* 任务说明
请将下方关于pyspark读写mysql的文本中以"# 设置数据库信息"开头的段落改写为简明的要点列表，并保留其主要信息。

------ 选定文本 ------

在pyspark中,使用sparksql进行mysql数据的读写处理,将程序保存为test.py

一、准备工作

#-*- coding: UTF-8 -*-
# 设置python的默认编码
import sys
reload(sys)
sys.setdefaultencoding('utf-8')
# Spark 初始化
from pyspark.sql import SQLContext, SparkSession, Row
spark = SparkSession.Builder().master('local').appName('sparkSql').getOrCreate()
sqlContext = SQLContext(spark) #sparksql方法

二、连接mysql数据库

# 设置数据库信息
prop = {'user':'','password':'','driver':'com.mysql.cj.jdbc.Driver'}
url_dim = 'jdbc:mysql://ip:port/kscs_dim?useUnicode=true&autoReconnect=true&characterEncoding=utf8&allowMultiQueries=true&serverTimezone=Asia/Shanghai'
url_ods = 'jdbc:mysql://am-bp14fo4aez0qi09y5167320o.ads.aliyuncs.com:3306/kscs_ods?useUnicode=true&autoReconnect=true&characterEncoding=utf8&allowMultiQueries=true&serverTimezone=Asia/Shanghai'
url_dwd = 'jdbc:mysql://ip:port/kscs_dwd?useUnicode=true&autoReconnect=true&characterEncoding=utf8&allowMultiQueries=true&serverTimezone=Asia/Shanghai'
url_dws = 'jdbc:mysql://ip:port/kscs_dws?useUnicode=true&autoReconnect=true&characterEncoding=utf8&allowMultiQueries=true&serverTimezone=Asia/Shanghai'
url_ads = 'jdbc:mysql://ip:port/kscs_ads?useUnicode=true&autoReconnect=true&characterEncoding=utf8&allowMultiQueries=true&serverTimezone=Asia/Shanghai'

三、读取mysql数据并写入mysql

1、表读取直接写入mysql

全量读取,直接写入mysql

# 读取数据
print('====read====')
data = spark.read.jdbc(url=url_ads, table='ads_ec_douyin_live_data', properties=prop)
print(type(data)) #查看读取的数据类型(df类型)
data.show() #查看读取的数据
# 单表写入
print('====write====')
data.write.jdbc(url=url_ads, table='ads_ec_douyin_live_data_test', mode='append', properties=prop)spark.stop()

------ 已存数据 ------

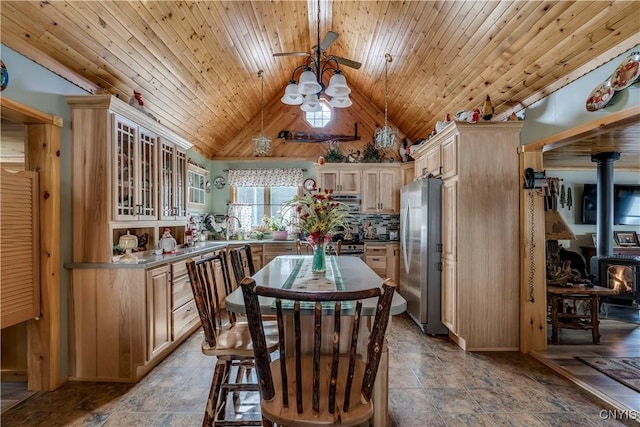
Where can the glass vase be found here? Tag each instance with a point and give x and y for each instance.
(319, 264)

------
------ 已存数据 ------

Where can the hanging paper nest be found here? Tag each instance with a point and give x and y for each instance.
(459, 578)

------

* 结果
- 连接属性 prop：user 和 password 均为空，driver 为 com.mysql.cj.jdbc.Driver。
- 共定义五个 JDBC 连接地址，分别对应数据库 kscs_dim（url_dim）、kscs_ods（url_ods）、kscs_dwd（url_dwd）、kscs_dws（url_dws）和 kscs_ads（url_ads）。
- url_ods 使用具体主机 am-bp14fo4aez0qi09y5167320o.ads.aliyuncs.com，端口为 3306；其余四个地址以 ip:port 作为占位。
- 各地址附带相同参数：useUnicode=true、autoReconnect=true、characterEncoding=utf8、allowMultiQueries=true、serverTimezone=Asia/Shanghai。